## STATED GOAL
Reproduce everything in the listing below from the line containing "Can you find the ribbed" down to the line containing "x=273, y=755", including both of those lines.

======== STORED RECORDS

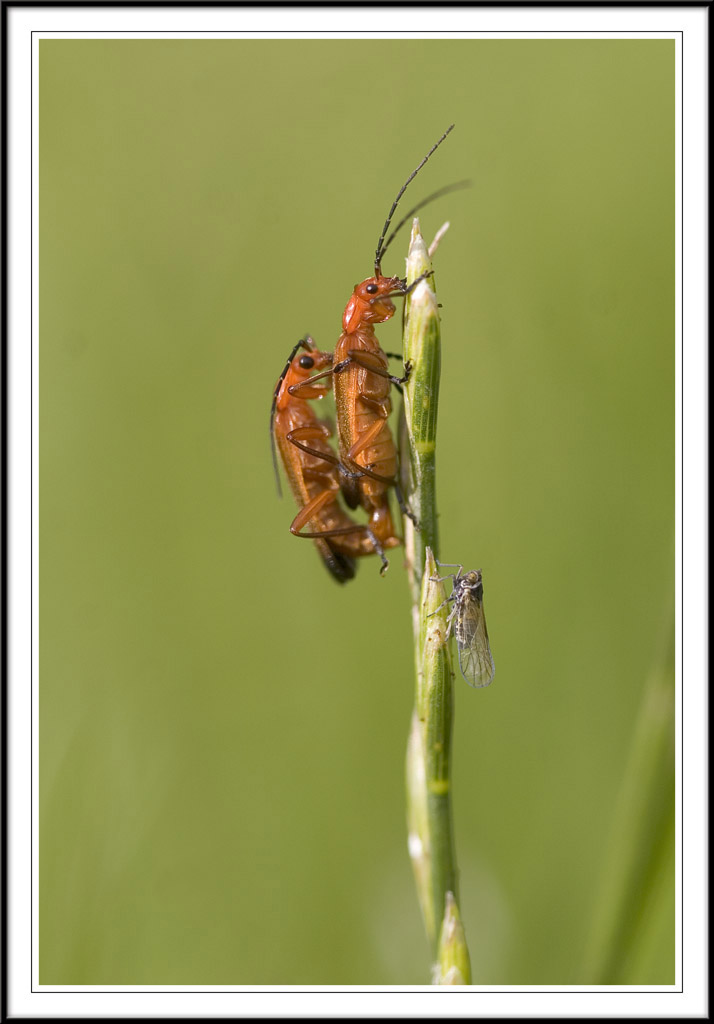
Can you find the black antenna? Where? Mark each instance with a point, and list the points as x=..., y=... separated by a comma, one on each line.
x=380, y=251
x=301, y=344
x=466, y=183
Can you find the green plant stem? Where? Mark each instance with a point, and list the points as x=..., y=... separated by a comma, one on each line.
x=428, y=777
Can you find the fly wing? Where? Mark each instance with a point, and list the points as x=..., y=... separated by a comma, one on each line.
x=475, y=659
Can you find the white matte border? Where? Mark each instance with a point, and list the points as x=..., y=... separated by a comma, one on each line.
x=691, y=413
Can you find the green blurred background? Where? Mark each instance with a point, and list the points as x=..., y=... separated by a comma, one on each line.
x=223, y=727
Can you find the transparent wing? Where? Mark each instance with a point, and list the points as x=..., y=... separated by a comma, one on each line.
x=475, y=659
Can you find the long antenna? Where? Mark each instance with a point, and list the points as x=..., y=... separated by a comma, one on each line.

================
======== STORED RECORDS

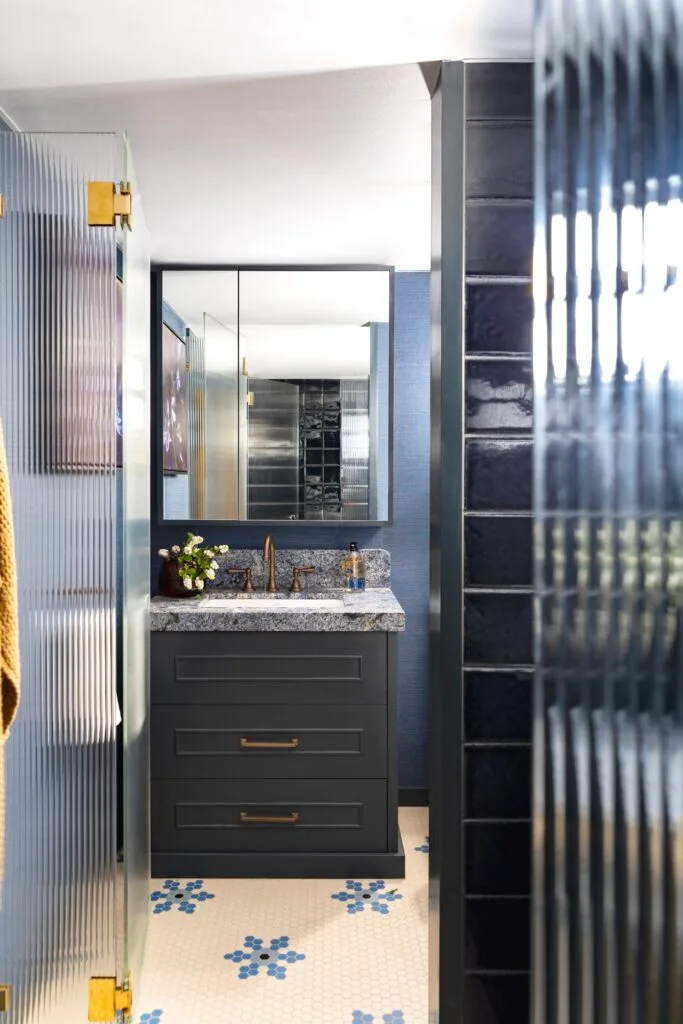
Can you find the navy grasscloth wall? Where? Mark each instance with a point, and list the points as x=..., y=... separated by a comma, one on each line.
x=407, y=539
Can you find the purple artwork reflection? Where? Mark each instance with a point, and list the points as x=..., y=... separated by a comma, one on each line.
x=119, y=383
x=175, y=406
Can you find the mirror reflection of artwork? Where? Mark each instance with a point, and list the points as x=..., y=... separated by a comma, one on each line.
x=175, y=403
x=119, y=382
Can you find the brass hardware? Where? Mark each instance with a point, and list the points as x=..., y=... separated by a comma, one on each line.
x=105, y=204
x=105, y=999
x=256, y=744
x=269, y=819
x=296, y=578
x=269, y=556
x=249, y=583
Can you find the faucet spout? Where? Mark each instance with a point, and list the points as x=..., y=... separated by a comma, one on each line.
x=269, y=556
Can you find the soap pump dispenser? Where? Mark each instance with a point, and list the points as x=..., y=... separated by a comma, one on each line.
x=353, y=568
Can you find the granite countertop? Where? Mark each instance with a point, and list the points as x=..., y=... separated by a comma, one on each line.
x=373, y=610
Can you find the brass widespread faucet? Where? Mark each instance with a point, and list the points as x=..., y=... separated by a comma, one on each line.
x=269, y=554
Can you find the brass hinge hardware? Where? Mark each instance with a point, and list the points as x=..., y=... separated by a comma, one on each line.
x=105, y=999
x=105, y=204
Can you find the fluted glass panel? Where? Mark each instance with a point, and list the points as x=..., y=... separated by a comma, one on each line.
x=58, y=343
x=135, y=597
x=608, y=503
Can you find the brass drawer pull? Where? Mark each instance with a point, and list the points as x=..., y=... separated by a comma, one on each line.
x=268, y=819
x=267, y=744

================
======== STORED RECORDS

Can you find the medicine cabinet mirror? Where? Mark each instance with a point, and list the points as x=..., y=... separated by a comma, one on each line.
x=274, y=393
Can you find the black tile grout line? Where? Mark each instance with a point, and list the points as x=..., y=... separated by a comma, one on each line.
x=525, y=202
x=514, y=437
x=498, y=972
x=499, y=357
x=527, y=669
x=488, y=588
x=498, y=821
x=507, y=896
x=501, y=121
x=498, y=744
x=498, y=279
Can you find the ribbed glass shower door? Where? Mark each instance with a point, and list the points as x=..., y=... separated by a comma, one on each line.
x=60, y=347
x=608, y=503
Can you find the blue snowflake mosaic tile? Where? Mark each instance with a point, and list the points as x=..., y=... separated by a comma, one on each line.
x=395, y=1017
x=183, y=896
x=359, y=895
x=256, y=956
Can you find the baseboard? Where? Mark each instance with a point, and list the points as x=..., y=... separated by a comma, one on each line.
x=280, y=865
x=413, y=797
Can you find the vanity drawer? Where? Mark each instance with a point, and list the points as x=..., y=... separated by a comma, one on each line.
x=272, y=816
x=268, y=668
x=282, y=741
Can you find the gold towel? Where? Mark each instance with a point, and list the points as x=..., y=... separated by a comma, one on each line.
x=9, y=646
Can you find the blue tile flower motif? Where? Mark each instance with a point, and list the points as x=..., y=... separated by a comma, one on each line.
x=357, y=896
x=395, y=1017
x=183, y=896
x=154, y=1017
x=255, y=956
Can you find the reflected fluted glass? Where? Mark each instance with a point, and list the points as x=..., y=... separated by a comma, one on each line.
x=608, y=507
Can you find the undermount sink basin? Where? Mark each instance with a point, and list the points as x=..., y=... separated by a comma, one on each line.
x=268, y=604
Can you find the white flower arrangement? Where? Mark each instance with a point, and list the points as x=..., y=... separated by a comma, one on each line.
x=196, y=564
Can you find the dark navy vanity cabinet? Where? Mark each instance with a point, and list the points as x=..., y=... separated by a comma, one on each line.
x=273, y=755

================

## TASK ANSWER
Can you find the ribbed glass shower door? Where? Mark each instance with a point, and list the points as x=..., y=... separated by a comma, one on each line.
x=60, y=347
x=608, y=503
Can you find the blue snowflake mosaic tile? Where? Mark each instance with a point, and list the points as x=..., y=... separated by a comma, one on each line.
x=395, y=1017
x=183, y=896
x=359, y=895
x=256, y=956
Can you find the baseboard? Where? Mark each instance with a point, and list the points as x=..., y=... separated by a comma, one on each line.
x=280, y=865
x=413, y=797
Can you find the vanity drawer? Where? Mark each instance with a point, and list the points as x=..., y=... separated by a comma, one on each line.
x=272, y=816
x=268, y=668
x=282, y=741
Can you find the gold towel? Where? Mark each instance with a point, and list the points as x=..., y=... separated by a comma, one on each line.
x=9, y=646
Can you find the blue tile flower motif? Where? Mark each instance with a point, and list the points as x=..., y=... separated by a comma, one on each line.
x=357, y=896
x=395, y=1017
x=183, y=896
x=154, y=1017
x=255, y=956
Can you find the reflected fluted glass? Where? Mark each instance with a point, and list the points as x=..., y=... separated by a comma, one on each line.
x=608, y=507
Can you find the undermount sink basin? Where? Mark each instance with a point, and list the points as x=..., y=... separated by a comma, one on each line.
x=268, y=604
Can you find the white flower arrangement? Where? Mark each instance with a point, and list the points as x=..., y=... separated by a comma, one on each line.
x=196, y=564
Can you find the dark navy vanity cabinet? Where? Mark each instance with a point, and list the points as x=..., y=... separated by a comma, one on each line.
x=273, y=755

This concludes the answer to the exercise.